Document extract —

Palin is right… in the U.K.

There was a lot of debate a few weeks ago regarding the concept of “death panels” that stem from single-payer health care. When former Alaskan Gov. Sarah Palin spotlighted it, the defenders of the Obama camp attacked her as a fear monger. Maybe so, but then again…

Here’s Dr Peter Hargreaves, a consultant in Palliative Medicine at St Luke’s cancer centre, explaining the perils of the U.K.’s National Health Service (NHS) attempt to promote humane premature death of patients considered terminal, a program termed the Liverpool Care Pathway (LCP). According to the U.K. Telegraph, “300 hospitals, 130 hospices and 560 care homes in England currently use the system.”

He [Dr. Hargreaves] added that some patients were being “wrongly” put on the pathway, which created a “self-fulfilling prophecy” that they would die.

He said: “I have been practising palliative medicine for more than 20 years and I am getting more concerned about this “death pathway” that is coming in.

Problem description — Reproduce the passage of the Liverpool Care Pathway piece from "Here’s Dr Peter" to "they would die.", word for word.

Data listing —
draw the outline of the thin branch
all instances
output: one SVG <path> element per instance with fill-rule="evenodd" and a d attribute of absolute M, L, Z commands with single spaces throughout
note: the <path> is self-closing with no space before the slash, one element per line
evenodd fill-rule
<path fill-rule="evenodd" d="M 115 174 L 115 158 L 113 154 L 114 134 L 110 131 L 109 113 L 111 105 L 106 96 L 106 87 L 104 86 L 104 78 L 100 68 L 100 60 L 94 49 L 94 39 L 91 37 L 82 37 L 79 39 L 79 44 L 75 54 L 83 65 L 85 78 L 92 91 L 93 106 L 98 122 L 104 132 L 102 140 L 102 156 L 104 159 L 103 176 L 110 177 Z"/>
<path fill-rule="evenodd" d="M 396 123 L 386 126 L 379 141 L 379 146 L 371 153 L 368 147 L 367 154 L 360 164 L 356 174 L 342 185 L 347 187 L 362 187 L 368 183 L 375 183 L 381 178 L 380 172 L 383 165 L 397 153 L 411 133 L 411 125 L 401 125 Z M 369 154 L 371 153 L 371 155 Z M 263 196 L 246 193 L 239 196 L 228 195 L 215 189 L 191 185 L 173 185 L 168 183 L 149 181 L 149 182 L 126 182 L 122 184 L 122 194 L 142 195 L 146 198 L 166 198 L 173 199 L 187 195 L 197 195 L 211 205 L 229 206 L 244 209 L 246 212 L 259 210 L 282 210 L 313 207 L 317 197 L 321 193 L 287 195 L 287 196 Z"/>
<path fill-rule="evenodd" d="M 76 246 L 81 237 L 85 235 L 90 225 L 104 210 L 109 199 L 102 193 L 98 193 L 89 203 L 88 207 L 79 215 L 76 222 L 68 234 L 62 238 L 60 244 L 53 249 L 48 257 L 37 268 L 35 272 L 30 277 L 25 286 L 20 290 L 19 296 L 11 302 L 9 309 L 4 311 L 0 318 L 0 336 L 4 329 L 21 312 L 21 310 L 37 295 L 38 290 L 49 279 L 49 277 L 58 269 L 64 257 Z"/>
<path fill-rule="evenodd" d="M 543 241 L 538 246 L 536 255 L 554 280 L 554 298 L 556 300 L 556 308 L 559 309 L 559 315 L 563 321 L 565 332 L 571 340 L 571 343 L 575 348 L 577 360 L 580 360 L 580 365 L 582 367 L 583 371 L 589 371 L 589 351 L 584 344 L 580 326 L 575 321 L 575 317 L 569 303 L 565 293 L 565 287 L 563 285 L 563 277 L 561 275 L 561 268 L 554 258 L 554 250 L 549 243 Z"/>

Your solution —
Here’s Dr Peter Hargreaves, a consultant in Palliative Medicine at St Luke’s cancer centre, explaining the perils of the U.K.’s National Health Service (NHS) attempt to promote humane premature death of patients considered terminal, a program termed the Liverpool Care Pathway (LCP). According to the U.K. Telegraph, “300 hospitals, 130 hospices and 560 care homes in England currently use the system.”

He [Dr. Hargreaves] added that some patients were being “wrongly” put on the pathway, which created a “self-fulfilling prophecy” that they would die.